# WHAT YOU ARE ASKED TO DO:
Output the records below line for line, with no changes at all.

* begin RECORDS TO PROCESS *

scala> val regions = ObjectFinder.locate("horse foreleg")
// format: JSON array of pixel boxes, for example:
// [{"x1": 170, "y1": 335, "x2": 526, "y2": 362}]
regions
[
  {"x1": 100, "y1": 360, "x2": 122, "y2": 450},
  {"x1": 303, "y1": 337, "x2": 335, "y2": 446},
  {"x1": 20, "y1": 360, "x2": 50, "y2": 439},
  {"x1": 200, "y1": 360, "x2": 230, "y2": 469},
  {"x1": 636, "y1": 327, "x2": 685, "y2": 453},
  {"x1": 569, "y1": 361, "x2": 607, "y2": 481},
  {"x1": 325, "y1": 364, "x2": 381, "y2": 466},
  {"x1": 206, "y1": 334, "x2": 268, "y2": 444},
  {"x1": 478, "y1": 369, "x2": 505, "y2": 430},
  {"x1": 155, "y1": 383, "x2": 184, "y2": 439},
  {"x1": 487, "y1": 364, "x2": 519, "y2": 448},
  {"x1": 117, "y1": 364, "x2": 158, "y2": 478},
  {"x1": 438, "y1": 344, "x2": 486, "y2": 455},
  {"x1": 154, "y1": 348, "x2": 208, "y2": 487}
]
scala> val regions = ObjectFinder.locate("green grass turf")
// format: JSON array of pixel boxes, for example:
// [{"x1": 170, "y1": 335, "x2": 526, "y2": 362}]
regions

* end RECORDS TO PROCESS *

# COMPLETED TASK:
scala> val regions = ObjectFinder.locate("horse foreleg")
// format: JSON array of pixel boxes, for example:
// [{"x1": 170, "y1": 335, "x2": 526, "y2": 362}]
regions
[
  {"x1": 100, "y1": 360, "x2": 122, "y2": 450},
  {"x1": 303, "y1": 337, "x2": 335, "y2": 446},
  {"x1": 20, "y1": 360, "x2": 50, "y2": 439},
  {"x1": 200, "y1": 360, "x2": 230, "y2": 469},
  {"x1": 636, "y1": 327, "x2": 685, "y2": 453},
  {"x1": 569, "y1": 361, "x2": 607, "y2": 481},
  {"x1": 325, "y1": 364, "x2": 381, "y2": 466},
  {"x1": 206, "y1": 334, "x2": 268, "y2": 444},
  {"x1": 478, "y1": 369, "x2": 505, "y2": 430},
  {"x1": 155, "y1": 383, "x2": 184, "y2": 439},
  {"x1": 487, "y1": 364, "x2": 519, "y2": 448},
  {"x1": 117, "y1": 364, "x2": 158, "y2": 478},
  {"x1": 438, "y1": 344, "x2": 486, "y2": 455},
  {"x1": 154, "y1": 348, "x2": 208, "y2": 487}
]
scala> val regions = ObjectFinder.locate("green grass turf")
// format: JSON array of pixel boxes, for example:
// [{"x1": 170, "y1": 335, "x2": 526, "y2": 362}]
regions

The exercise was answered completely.